#### INSTRUCTIONS TO FOLLOW
Repeat the listing below in full, exactly as it stands.
BEGIN PROVIDED RECORDS
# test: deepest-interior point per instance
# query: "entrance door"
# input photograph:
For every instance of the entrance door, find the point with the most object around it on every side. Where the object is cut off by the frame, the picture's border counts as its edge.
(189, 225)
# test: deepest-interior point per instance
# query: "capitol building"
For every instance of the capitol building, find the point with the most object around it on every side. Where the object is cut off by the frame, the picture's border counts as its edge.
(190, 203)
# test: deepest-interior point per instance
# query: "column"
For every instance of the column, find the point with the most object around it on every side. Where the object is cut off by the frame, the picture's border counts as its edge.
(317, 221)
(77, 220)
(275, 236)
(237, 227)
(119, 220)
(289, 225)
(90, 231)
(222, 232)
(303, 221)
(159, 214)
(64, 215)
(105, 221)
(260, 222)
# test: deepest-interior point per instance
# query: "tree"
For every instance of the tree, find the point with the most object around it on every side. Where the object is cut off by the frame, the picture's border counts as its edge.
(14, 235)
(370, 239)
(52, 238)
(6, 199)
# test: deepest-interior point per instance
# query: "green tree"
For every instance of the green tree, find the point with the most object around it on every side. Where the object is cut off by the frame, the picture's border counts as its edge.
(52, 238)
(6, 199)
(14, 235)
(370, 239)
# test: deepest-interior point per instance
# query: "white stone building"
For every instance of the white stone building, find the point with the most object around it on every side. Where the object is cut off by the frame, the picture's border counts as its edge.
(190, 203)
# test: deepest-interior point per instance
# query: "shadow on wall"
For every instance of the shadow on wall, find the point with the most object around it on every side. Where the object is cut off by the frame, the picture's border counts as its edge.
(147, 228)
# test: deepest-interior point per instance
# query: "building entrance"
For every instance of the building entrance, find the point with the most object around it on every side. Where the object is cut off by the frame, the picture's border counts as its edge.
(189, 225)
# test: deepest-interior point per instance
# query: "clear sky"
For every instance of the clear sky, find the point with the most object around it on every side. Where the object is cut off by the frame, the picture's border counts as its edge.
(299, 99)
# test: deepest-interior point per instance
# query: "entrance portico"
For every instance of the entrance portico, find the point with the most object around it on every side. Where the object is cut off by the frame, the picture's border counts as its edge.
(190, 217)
END PROVIDED RECORDS
#### FINISHED ANSWER
# test: deepest-interior point per instance
# query: "entrance door"
# input photograph:
For every instance of the entrance door, find the point with the most object around it on every side. Where the object is cut off by the frame, the picture's border counts as its edge.
(189, 225)
# test: deepest-interior point per instance
# query: "capitol building"
For every instance of the capitol building, find the point with the most object around it on every side. Where the object is cut off by the frame, the picture's border counts as its edge.
(190, 203)
# test: deepest-interior point per instance
# query: "column"
For every instance of the column, find the point with the most object around it on every side. Where the object is cut off by the frame, the picture's border counts as its edge.
(317, 221)
(77, 220)
(275, 236)
(237, 227)
(119, 220)
(289, 225)
(90, 231)
(222, 232)
(303, 221)
(159, 214)
(64, 215)
(105, 221)
(260, 222)
# test: deepest-interior point per instance
# query: "tree"
For every instance of the tree, find the point with the most object around it on every side. Where the object is cut off by the frame, the picture's border counts as its edge.
(14, 235)
(370, 239)
(52, 238)
(6, 199)
# test: deepest-interior point per instance
# query: "green tree"
For every instance of the green tree, find the point with the most object around it on every side. Where the object is cut off by the frame, the picture's border counts as its edge.
(52, 238)
(6, 199)
(14, 235)
(370, 239)
# test: deepest-interior point per instance
# query: "white stone building"
For every instance of the white stone building, find the point with the most object around it on every side. Where the object is cut off by the frame, the picture's border counts as its edge.
(190, 203)
# test: deepest-interior point per instance
# query: "shadow on wall"
For every instance of the shadow on wall, find the point with the most object around it on every side. Where the object is cut off by the frame, the picture's border counts as its edge.
(147, 228)
# test: deepest-interior point per instance
# query: "building entrance"
For every instance of the building entrance, find the point with the most object around it on every side. Where the object is cut off by the frame, the picture's border counts as its edge.
(189, 225)
# test: deepest-interior point per instance
# query: "clear sky"
For every instance of the clear sky, find the point with the most object around it on every side. Where the object is cut off by the frame, the picture's border counts as its edge.
(299, 99)
# test: deepest-interior point per instance
# query: "entrance portico"
For every instance of the entrance portico, find the point with the most object around it on every side. Where the object is cut off by the frame, the picture's border counts as its edge.
(190, 217)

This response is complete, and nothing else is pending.